* _EXERCISE PROMPT_
Could you reproduce all of the data below verbatim, keeping every line unchanged?

---

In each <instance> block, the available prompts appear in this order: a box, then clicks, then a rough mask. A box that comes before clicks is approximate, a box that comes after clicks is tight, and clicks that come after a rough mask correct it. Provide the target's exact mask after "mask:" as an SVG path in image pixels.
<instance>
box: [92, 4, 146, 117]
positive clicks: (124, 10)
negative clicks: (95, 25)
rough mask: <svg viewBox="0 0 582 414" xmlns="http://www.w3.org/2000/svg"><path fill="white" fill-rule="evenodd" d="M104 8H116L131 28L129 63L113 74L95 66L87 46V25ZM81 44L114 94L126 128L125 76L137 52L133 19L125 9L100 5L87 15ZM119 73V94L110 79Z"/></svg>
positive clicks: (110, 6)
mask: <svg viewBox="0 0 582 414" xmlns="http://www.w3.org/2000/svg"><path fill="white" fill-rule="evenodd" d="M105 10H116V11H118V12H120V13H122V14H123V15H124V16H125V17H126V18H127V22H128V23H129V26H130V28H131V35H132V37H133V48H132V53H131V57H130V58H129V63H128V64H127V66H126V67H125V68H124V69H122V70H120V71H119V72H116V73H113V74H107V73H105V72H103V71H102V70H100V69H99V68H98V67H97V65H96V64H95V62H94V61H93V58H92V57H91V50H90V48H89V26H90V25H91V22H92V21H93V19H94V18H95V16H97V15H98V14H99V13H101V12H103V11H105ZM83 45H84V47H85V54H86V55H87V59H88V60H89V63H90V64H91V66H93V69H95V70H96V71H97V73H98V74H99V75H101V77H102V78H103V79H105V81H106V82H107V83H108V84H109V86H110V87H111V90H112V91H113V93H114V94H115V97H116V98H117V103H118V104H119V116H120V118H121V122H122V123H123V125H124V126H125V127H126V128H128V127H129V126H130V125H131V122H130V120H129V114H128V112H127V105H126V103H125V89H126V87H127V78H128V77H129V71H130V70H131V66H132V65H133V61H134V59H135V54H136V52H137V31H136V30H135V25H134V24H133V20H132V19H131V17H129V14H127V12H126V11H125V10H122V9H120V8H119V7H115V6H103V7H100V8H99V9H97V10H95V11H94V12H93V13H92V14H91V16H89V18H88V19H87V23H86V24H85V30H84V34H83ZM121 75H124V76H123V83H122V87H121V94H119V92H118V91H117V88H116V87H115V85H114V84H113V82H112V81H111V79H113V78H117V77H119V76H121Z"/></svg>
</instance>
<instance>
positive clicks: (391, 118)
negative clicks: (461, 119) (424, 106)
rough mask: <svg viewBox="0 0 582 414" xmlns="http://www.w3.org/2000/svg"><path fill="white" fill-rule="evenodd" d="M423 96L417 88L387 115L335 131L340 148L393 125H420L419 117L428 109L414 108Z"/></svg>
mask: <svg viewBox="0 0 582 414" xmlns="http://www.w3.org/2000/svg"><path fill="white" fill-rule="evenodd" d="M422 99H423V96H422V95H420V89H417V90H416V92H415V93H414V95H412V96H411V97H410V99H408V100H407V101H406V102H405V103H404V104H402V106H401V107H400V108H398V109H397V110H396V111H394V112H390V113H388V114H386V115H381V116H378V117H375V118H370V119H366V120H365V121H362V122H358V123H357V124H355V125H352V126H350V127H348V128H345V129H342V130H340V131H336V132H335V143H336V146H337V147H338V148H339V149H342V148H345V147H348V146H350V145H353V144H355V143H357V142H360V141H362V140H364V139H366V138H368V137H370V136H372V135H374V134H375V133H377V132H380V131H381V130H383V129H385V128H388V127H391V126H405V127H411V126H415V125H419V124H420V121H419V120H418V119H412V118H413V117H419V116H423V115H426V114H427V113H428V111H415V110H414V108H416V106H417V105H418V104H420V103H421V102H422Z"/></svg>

---

* _SOLVED EXERCISE_
In each <instance> block, the available prompts appear in this order: a box, then clicks, then a rough mask. A box that comes before clicks is approximate, a box that comes after clicks is tight, and clicks that come after a rough mask correct it. Provide the target's exact mask after "mask:" as an SVG path in image pixels.
<instance>
box: [92, 4, 146, 117]
positive clicks: (124, 10)
negative clicks: (95, 25)
rough mask: <svg viewBox="0 0 582 414" xmlns="http://www.w3.org/2000/svg"><path fill="white" fill-rule="evenodd" d="M104 8H116L131 28L129 63L113 74L95 66L87 46V25ZM81 44L114 94L126 128L125 76L137 52L133 19L125 9L100 5L87 15ZM119 73V94L110 79Z"/></svg>
positive clicks: (110, 6)
mask: <svg viewBox="0 0 582 414" xmlns="http://www.w3.org/2000/svg"><path fill="white" fill-rule="evenodd" d="M105 10H116V11H118V12H120V13H122V14H123V15H124V16H125V17H126V18H127V22H128V23H129V26H130V28H131V35H132V37H133V48H132V53H131V57H130V58H129V63H128V64H127V66H126V67H125V68H124V69H122V70H120V71H119V72H116V73H113V74H107V73H105V72H103V71H102V70H100V69H99V68H98V67H97V65H96V64H95V62H94V61H93V58H92V57H91V50H90V48H89V26H90V25H91V22H92V21H93V19H94V18H95V16H97V15H98V14H99V13H101V12H103V11H105ZM83 45H84V47H85V54H86V55H87V59H88V60H89V63H90V64H91V66H93V69H95V70H96V71H97V73H98V74H99V75H101V77H102V78H103V79H105V81H106V82H107V83H108V84H109V86H110V87H111V90H112V91H113V93H114V94H115V97H116V98H117V103H118V104H119V116H120V118H121V122H122V123H123V125H124V126H125V127H126V128H128V127H129V126H130V125H131V122H130V120H129V114H128V112H127V105H126V103H125V89H126V87H127V78H128V77H129V71H130V70H131V66H132V65H133V61H134V59H135V54H136V52H137V31H136V30H135V25H134V24H133V20H132V19H131V17H129V14H127V12H126V11H125V10H122V9H120V8H119V7H115V6H103V7H100V8H99V9H97V10H95V11H94V12H93V13H92V14H91V16H89V18H88V19H87V23H86V24H85V30H84V34H83ZM121 75H124V76H123V83H122V87H121V94H119V92H118V91H117V88H116V87H115V85H114V84H113V82H112V81H111V79H113V78H117V77H119V76H121Z"/></svg>
</instance>
<instance>
positive clicks: (391, 118)
negative clicks: (461, 119) (424, 106)
rough mask: <svg viewBox="0 0 582 414" xmlns="http://www.w3.org/2000/svg"><path fill="white" fill-rule="evenodd" d="M423 96L417 88L387 115L335 131L340 148L393 125H420L419 117L428 109L414 108Z"/></svg>
mask: <svg viewBox="0 0 582 414" xmlns="http://www.w3.org/2000/svg"><path fill="white" fill-rule="evenodd" d="M422 99H423V96H422V95H420V89H417V90H416V92H415V93H414V95H412V96H411V97H410V99H408V100H407V101H406V102H405V103H404V104H402V106H401V107H400V108H398V109H397V110H396V111H394V112H390V113H388V114H386V115H381V116H378V117H375V118H370V119H366V120H365V121H362V122H358V123H357V124H355V125H352V126H350V127H348V128H345V129H342V130H340V131H336V132H335V143H336V146H337V147H338V148H339V149H342V148H345V147H348V146H350V145H353V144H355V143H357V142H360V141H362V140H364V139H366V138H368V137H370V136H372V135H374V134H375V133H377V132H380V131H381V130H383V129H385V128H388V127H391V126H405V127H411V126H415V125H419V124H420V121H419V120H418V119H412V118H413V117H419V116H423V115H426V114H427V113H428V111H415V110H414V108H416V106H417V105H418V104H420V103H421V102H422Z"/></svg>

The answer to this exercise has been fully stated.